## Фрагмент документа
------------------------------------------------------------------------

В последний школьный год у нас однажды был вечер со спектаклем, в котором я играла Софью Перовскую (наконец-то выступала в женской роли). Помню только свой костюм – черный бархатный верх с белым воротником и длинная юбка. Все это дала мне тетя Вера Крестинская. В то время Николай Николаевич Крестинский – дядя Коля – был полпредом в Германии, а тетя Вера часто оставалась в Москве со своей маленькой Наташей.
Наступила пора выпускных экзаменов, и я с ужасом поняла, что ничего не знаю по точным наукам. Дома был «траур». Срочно прекратились мои «поиски» в драматическом искусстве. С помощью брата я пыталась постигнуть премудрость точных наук – но все было тщетно. Было решено взять репетитора на все лето, чтобы я могла сдать экзамены осенью и получить аттестат. Каждый день по три часа я корпела над ненавистными предметами. На экзамен шла как на казнь, но сдала все, к изумлению близких, и даже на четверки.
Сразу после сдачи экзаменов все мои «знания» как вымыло из головы. Я и теперь, в старости, не знаю простейших вещей из этой области. Но в аттестате (к сожалению, он затерялся во время войны) была только одна тройка – по поведению.
Выпускной вечер в школе связан у меня с бурными переживаниями. Еще был нэп, и родители моих соклассниц делали все, чтобы их дочери блистали нарядами. Всем шили крепдешиновые платья и покупали туфли на высоких каблуках. Мне заказали у сапожника туфли на маленьком – «венском» каблуке. Это были мои первые туфли – до этого я донашивала обувь брата, из которой он давно вырос, или что-то из маминой обуви. За два-три дня до «бала» мама показала мне светло-сиреневое платье из маркизета и батистовую комбинацию, переделанную из ее сорочки. Что она отнесла в торгсин или в ломбард, чтобы купить этот маркизет – я так никогда и не узнала.

------------------------------------------------------------------------

[Выдержки из набора данных об указании на объекты]
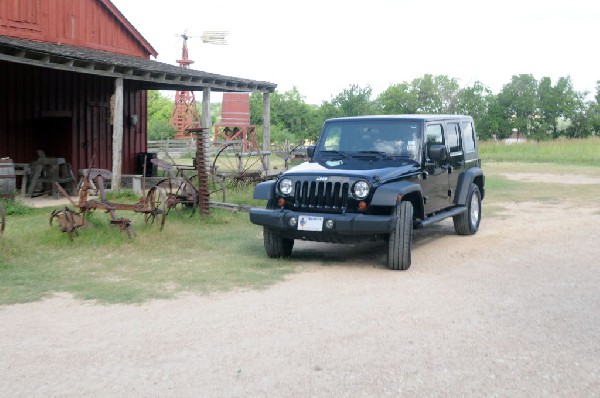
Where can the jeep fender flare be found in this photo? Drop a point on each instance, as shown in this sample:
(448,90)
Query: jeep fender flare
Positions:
(465,179)
(265,190)
(387,195)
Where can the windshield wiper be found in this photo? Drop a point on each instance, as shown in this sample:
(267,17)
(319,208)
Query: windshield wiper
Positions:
(370,154)
(342,154)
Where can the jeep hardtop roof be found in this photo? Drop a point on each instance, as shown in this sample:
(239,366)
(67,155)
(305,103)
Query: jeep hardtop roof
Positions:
(424,118)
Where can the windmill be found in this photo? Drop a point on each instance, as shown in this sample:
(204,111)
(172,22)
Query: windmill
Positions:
(185,114)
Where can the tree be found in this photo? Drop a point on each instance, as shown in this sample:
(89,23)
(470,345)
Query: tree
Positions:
(518,99)
(398,99)
(159,115)
(479,102)
(354,101)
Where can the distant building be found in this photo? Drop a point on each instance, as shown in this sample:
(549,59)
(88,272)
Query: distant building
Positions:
(73,82)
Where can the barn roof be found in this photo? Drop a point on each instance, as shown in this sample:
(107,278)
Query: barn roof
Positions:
(144,73)
(130,28)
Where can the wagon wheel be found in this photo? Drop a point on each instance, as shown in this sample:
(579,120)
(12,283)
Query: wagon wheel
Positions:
(181,194)
(235,167)
(2,218)
(156,201)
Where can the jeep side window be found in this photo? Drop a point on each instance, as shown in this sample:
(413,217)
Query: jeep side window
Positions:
(453,136)
(468,136)
(434,136)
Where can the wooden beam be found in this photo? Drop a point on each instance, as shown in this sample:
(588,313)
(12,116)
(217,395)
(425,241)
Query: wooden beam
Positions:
(266,128)
(117,117)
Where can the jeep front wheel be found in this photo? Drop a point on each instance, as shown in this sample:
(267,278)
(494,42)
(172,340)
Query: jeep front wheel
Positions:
(467,223)
(400,240)
(277,246)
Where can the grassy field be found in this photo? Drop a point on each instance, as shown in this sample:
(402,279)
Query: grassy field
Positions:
(584,152)
(224,250)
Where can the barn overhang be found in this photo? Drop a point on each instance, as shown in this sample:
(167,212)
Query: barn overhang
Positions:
(145,74)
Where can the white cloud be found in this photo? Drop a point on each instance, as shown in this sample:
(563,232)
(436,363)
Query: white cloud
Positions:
(322,47)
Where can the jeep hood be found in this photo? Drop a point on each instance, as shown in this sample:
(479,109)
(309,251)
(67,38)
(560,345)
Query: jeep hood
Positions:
(380,174)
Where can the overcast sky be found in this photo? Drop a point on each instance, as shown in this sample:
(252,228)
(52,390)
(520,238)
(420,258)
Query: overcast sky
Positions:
(323,47)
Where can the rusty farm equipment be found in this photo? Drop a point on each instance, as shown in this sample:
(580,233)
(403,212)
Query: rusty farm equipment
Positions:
(152,205)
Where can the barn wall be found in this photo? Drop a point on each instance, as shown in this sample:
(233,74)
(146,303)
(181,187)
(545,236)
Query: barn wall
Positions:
(83,23)
(67,115)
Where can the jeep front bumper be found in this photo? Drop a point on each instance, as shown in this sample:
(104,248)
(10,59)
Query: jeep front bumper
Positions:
(347,224)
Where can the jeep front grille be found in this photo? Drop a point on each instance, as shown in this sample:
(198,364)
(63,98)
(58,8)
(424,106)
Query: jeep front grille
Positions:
(321,195)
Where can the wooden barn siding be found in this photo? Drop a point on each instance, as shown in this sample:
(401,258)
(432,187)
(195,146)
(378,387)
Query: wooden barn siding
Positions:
(83,23)
(67,115)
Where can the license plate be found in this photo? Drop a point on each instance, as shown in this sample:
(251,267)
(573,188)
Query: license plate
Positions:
(310,223)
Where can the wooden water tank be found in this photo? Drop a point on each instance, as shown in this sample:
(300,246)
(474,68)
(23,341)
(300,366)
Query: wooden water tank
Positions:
(235,109)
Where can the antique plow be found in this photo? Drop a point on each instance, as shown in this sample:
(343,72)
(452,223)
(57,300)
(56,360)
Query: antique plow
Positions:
(151,205)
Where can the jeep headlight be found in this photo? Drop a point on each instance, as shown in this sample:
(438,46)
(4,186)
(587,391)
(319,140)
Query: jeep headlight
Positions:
(361,189)
(286,186)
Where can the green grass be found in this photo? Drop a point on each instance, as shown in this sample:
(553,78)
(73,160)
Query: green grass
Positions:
(224,251)
(220,252)
(584,152)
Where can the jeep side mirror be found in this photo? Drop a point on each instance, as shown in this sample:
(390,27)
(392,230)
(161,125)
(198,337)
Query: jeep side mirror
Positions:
(438,153)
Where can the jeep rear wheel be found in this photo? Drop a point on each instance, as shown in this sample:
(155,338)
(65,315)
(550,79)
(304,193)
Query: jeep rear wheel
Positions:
(277,246)
(400,240)
(467,223)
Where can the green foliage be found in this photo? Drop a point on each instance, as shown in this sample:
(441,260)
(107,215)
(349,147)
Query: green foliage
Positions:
(540,110)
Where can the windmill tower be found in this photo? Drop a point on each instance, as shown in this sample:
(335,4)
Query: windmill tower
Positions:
(185,113)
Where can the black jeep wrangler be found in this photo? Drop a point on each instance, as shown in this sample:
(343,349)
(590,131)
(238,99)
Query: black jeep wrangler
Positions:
(376,177)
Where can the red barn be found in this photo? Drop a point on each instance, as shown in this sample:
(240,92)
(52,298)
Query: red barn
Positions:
(73,81)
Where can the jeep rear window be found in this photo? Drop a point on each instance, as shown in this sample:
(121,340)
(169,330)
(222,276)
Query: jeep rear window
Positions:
(388,138)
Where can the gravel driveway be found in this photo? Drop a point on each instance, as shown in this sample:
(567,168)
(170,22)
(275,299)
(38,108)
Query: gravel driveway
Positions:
(512,312)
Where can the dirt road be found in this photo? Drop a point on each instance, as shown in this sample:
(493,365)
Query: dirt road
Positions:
(512,311)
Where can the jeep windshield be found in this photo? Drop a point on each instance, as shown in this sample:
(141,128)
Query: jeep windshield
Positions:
(384,142)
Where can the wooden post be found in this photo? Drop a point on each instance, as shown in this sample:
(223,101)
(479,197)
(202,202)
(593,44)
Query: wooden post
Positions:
(206,125)
(117,135)
(266,129)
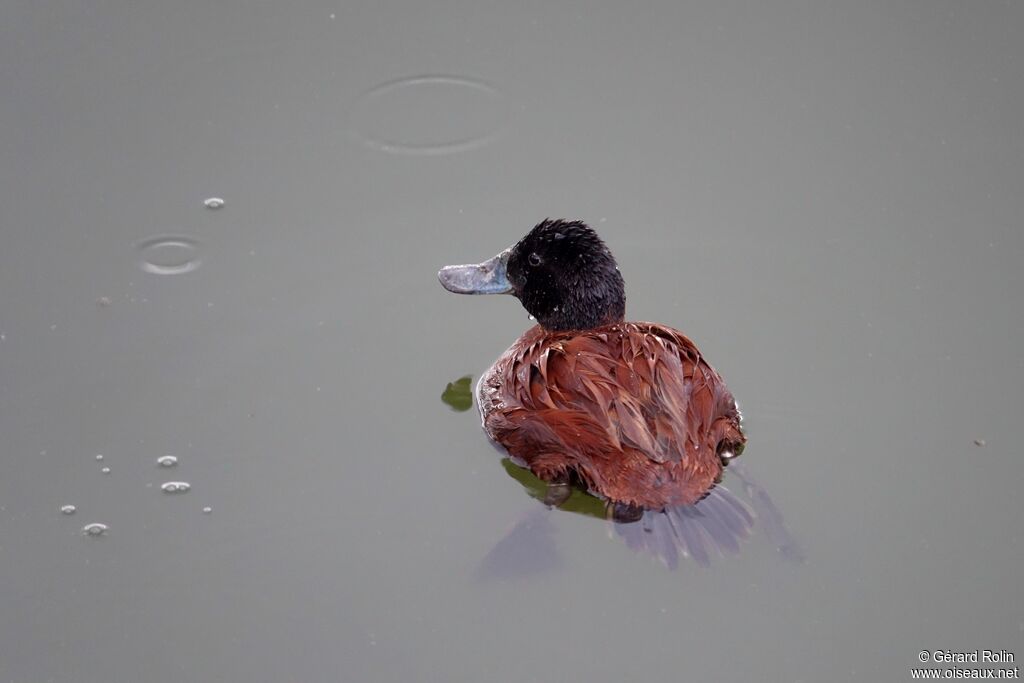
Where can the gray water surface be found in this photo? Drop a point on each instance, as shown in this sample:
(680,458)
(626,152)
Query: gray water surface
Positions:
(826,197)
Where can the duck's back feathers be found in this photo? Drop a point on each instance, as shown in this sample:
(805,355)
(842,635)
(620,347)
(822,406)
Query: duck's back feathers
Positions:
(631,408)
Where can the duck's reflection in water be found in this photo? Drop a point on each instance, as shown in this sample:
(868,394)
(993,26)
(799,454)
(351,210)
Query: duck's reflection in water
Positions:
(717,526)
(714,527)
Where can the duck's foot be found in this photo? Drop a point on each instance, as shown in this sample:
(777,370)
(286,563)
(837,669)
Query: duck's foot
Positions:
(558,492)
(624,513)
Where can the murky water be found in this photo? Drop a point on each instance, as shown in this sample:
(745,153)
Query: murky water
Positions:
(825,198)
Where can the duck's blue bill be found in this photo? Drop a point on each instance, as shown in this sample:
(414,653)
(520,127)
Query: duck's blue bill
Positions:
(486,278)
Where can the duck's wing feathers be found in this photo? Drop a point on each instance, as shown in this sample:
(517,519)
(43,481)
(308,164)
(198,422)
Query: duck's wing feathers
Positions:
(644,386)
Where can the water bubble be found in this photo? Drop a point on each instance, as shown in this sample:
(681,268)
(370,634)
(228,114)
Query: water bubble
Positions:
(169,254)
(429,115)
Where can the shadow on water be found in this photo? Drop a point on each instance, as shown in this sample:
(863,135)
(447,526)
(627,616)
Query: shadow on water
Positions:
(715,527)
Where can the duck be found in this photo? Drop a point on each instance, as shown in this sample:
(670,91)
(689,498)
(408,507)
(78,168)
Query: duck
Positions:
(631,412)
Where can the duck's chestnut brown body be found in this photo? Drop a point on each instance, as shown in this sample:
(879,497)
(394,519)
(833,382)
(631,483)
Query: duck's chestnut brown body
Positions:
(632,409)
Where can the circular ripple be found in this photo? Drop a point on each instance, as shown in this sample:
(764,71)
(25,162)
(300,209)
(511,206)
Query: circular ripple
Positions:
(169,254)
(429,115)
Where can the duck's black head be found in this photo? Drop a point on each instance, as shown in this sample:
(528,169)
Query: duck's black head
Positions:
(561,271)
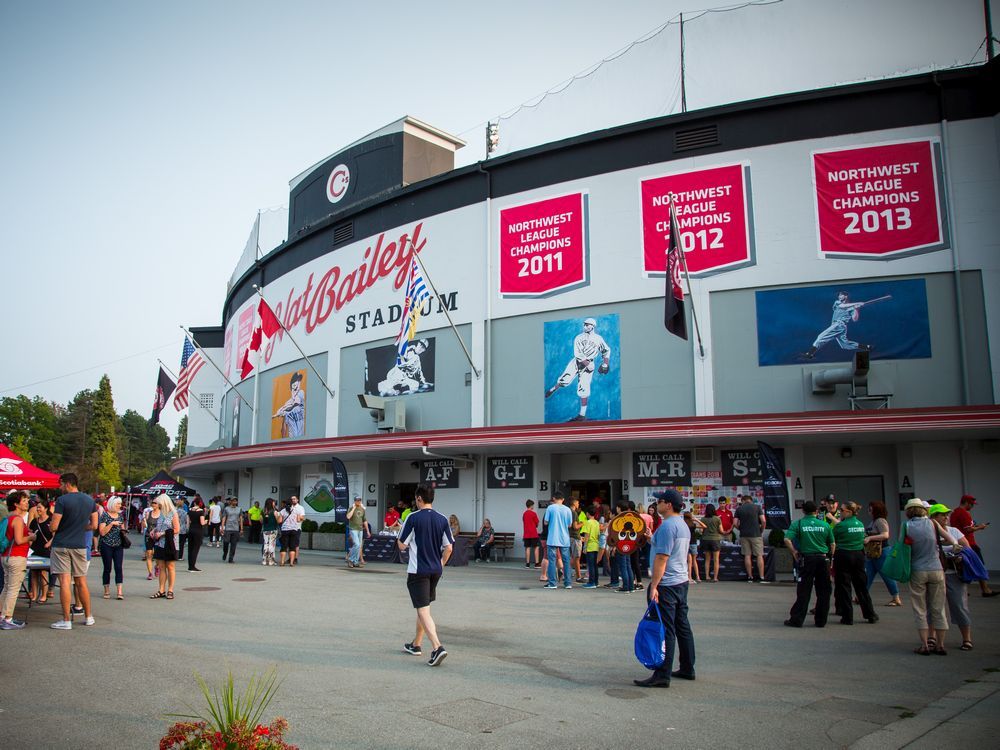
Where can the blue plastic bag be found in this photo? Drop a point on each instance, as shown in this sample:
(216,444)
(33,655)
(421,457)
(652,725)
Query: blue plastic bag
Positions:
(651,639)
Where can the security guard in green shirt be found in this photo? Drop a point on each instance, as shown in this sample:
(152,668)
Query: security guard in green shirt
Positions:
(849,567)
(810,540)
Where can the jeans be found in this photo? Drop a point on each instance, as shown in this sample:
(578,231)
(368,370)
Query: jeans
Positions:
(109,556)
(357,539)
(673,611)
(874,567)
(567,573)
(625,571)
(592,568)
(229,541)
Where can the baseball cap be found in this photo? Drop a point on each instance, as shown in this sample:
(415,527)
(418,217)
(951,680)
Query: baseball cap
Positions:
(671,496)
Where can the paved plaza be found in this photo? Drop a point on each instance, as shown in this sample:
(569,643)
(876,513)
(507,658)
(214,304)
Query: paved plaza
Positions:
(527,667)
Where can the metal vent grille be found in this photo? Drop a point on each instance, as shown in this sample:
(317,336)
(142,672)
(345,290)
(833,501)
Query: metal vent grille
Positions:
(343,232)
(686,140)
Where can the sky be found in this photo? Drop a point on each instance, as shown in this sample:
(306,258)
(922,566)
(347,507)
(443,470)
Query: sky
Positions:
(139,140)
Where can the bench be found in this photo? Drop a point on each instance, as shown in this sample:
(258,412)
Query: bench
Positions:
(502,541)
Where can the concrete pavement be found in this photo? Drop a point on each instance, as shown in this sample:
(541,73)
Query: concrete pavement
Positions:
(527,667)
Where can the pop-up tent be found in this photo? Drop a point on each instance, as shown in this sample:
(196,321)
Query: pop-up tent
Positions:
(160,484)
(18,474)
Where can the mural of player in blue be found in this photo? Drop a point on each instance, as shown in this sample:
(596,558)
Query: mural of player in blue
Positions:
(844,312)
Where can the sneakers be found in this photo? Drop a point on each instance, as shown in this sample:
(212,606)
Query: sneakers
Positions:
(437,656)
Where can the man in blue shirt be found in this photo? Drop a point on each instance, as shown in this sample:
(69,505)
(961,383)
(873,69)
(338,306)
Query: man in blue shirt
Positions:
(668,584)
(559,518)
(427,536)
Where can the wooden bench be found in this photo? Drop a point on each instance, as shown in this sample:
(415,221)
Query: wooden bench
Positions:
(502,541)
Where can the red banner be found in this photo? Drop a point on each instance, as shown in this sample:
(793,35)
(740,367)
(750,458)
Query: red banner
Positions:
(713,216)
(543,246)
(877,201)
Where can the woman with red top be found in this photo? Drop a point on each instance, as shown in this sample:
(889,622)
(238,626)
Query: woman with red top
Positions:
(15,557)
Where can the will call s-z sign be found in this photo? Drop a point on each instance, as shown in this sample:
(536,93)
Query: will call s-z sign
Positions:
(543,246)
(880,201)
(714,218)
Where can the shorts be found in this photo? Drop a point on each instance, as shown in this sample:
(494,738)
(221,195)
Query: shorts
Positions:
(290,540)
(710,545)
(422,588)
(753,545)
(69,561)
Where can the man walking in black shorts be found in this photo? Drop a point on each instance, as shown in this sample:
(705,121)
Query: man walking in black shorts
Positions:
(427,536)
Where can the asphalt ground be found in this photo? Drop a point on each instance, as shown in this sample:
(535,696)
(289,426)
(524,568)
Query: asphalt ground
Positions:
(527,667)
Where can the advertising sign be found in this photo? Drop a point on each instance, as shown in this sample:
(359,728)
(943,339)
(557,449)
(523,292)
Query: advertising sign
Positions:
(667,469)
(714,216)
(888,319)
(543,246)
(440,474)
(879,202)
(510,473)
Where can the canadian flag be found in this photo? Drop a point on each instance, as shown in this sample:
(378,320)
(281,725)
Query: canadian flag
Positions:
(267,326)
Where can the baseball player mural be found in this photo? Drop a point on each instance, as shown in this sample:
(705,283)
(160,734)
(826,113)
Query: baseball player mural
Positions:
(844,312)
(591,351)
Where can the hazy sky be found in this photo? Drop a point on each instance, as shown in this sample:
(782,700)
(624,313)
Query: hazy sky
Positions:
(139,140)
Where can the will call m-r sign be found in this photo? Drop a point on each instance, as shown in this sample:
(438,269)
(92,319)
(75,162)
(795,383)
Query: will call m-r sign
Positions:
(510,473)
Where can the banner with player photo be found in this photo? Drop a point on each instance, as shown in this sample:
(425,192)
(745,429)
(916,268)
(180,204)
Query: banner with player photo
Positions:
(415,374)
(828,323)
(288,405)
(582,373)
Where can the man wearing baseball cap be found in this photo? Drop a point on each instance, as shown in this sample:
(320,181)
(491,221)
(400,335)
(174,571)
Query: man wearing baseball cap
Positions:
(668,584)
(961,519)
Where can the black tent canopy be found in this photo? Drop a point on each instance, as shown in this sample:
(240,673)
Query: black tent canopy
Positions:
(160,484)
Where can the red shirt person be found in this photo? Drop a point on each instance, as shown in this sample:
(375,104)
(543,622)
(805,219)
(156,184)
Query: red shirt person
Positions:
(961,519)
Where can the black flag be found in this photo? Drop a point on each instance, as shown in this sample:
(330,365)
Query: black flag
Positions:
(164,387)
(772,471)
(673,308)
(341,499)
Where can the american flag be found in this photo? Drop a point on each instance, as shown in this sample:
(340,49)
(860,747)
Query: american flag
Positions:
(416,295)
(191,362)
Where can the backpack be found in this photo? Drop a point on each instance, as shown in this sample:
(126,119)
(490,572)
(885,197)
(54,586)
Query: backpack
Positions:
(651,639)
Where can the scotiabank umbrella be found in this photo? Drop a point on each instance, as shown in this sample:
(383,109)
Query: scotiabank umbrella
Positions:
(18,474)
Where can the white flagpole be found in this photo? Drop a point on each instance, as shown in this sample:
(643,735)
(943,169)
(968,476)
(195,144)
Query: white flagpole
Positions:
(212,362)
(210,412)
(444,307)
(687,276)
(292,339)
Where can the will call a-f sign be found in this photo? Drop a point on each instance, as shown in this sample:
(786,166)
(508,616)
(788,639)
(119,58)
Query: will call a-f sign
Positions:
(543,246)
(714,219)
(880,201)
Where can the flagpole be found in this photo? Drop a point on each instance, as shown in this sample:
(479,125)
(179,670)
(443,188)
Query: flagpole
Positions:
(292,339)
(211,413)
(444,307)
(687,276)
(212,362)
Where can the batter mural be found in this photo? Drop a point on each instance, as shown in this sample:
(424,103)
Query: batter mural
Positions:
(575,351)
(830,323)
(288,399)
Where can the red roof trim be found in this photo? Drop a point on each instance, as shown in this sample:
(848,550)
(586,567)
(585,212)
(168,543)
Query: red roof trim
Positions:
(748,425)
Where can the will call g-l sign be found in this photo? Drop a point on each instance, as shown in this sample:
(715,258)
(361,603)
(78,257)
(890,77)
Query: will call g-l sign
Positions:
(543,246)
(714,219)
(510,473)
(879,202)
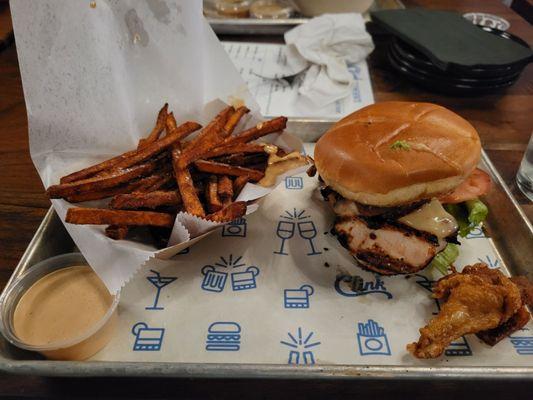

------------------------------------------------------------------------

## Задачи
[1] Объясните по отрывку воспоминаний о школьном выпуске, зачем репетитора наняли на всё лето.
[2] Перечислите всех людей, которых отрывок воспоминаний о школьном выпуске называет по имени.

## Ответы по задачам
[1] Репетитора наняли на всё лето, чтобы рассказчица смогла сдать экзамены осенью и получить аттестат. Перед выпускными экзаменами выяснилось, что по точным наукам она ничего не знает, а занятия с братом не помогли.

[2] Софья Перовская, тетя Вера Крестинская, Николай Николаевич Крестинский (дядя Коля), Наташа.